Records of labeled points:
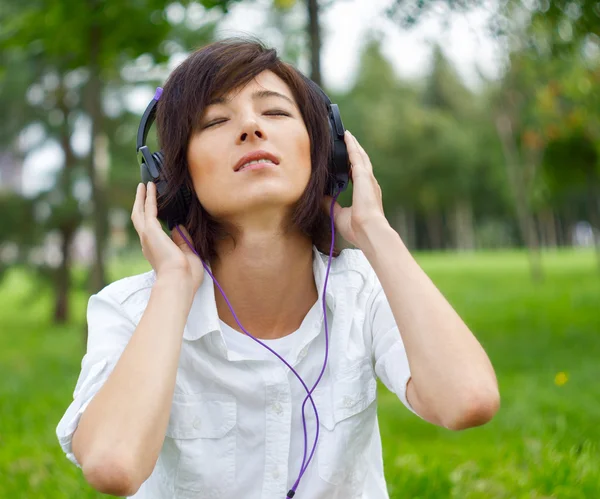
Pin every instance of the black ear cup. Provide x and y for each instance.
(174, 212)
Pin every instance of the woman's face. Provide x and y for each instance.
(262, 116)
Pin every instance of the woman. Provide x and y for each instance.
(174, 400)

--- OBJECTIVE ---
Rewrite the lines above as a JSON list of strings, with one string per line and no blank lines. Leave out the pictures.

--- OUTPUT BELOW ---
[
  "Pin every instance of the black ear cup. Provide x and y for each instance.",
  "(174, 212)",
  "Pin every instance of the woman's face. Provide x and y for each instance.",
  "(262, 116)",
  "Pin every instance of the woman. Provide x and y for each instance.",
  "(174, 400)"
]